Dataset entries =>
== == ==

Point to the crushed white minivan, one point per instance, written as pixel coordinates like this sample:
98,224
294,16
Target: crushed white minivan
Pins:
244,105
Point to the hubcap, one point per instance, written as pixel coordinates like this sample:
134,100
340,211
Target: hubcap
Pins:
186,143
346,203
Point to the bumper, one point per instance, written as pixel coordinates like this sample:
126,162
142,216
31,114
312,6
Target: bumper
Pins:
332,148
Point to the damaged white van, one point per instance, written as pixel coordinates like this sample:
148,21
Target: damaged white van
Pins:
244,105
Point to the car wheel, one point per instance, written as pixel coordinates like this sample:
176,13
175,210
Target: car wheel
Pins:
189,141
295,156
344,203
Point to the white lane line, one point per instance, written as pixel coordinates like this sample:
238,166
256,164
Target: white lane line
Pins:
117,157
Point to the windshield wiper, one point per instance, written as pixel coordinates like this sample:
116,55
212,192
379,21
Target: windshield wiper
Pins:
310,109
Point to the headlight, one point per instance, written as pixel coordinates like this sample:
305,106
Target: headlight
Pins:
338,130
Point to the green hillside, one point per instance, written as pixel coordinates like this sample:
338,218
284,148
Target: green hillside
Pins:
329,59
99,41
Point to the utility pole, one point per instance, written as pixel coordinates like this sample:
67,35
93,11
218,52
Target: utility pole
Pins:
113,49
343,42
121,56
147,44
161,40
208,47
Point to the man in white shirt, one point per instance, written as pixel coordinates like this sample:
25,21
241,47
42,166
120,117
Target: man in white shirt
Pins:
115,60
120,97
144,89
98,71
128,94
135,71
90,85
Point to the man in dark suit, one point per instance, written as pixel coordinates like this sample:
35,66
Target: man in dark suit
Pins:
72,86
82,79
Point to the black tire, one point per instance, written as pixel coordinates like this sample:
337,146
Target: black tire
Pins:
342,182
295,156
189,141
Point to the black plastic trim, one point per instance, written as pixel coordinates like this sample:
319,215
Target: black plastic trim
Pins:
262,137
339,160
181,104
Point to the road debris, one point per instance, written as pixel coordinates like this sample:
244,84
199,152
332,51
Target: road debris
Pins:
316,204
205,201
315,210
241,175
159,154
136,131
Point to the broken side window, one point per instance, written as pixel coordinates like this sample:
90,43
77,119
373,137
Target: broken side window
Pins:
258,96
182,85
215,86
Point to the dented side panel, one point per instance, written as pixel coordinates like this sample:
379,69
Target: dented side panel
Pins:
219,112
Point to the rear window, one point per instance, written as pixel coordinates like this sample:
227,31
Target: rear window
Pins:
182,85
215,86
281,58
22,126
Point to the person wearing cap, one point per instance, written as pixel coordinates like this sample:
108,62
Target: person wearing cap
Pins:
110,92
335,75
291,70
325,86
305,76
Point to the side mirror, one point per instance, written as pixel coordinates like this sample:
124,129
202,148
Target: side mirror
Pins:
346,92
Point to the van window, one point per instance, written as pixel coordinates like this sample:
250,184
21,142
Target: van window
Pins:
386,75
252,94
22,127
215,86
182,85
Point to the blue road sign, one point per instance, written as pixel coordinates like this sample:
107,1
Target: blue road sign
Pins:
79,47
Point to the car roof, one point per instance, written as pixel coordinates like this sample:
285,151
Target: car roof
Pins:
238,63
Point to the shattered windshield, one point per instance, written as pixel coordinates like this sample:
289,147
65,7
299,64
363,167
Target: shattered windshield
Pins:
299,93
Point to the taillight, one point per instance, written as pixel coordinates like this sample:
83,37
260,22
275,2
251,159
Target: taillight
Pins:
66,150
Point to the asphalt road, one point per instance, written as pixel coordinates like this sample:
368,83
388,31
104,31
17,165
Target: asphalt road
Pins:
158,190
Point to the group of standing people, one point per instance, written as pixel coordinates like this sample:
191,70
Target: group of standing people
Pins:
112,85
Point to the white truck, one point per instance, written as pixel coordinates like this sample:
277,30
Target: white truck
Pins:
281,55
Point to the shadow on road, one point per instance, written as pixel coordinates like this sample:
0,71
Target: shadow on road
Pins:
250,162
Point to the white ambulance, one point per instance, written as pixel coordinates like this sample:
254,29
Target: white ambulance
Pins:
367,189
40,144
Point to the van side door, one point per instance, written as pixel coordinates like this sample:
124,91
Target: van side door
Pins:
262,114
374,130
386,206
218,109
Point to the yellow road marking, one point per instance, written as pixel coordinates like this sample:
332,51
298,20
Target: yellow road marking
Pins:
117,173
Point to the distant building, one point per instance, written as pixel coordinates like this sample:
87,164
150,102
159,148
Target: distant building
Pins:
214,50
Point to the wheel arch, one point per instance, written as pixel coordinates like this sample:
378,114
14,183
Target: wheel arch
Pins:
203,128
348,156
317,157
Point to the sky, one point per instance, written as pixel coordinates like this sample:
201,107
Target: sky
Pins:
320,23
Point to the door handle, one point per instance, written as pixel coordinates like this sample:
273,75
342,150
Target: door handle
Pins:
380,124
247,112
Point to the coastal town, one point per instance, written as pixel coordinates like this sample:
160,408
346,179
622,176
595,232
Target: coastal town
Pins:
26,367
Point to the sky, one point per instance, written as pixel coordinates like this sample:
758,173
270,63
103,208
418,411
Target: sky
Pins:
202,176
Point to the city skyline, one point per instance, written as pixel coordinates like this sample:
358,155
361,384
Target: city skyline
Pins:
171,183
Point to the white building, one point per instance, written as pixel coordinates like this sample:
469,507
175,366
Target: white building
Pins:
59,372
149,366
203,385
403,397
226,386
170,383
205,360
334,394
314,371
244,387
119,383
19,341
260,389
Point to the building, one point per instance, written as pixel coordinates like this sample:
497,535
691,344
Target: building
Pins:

== == ==

Task description => Filter the lines above so that only those with the string "coastal" remain, then copy them.

Answer section =>
Point to the coastal town, one point per instance, written as pixel coordinates like this sample:
Target: coastal town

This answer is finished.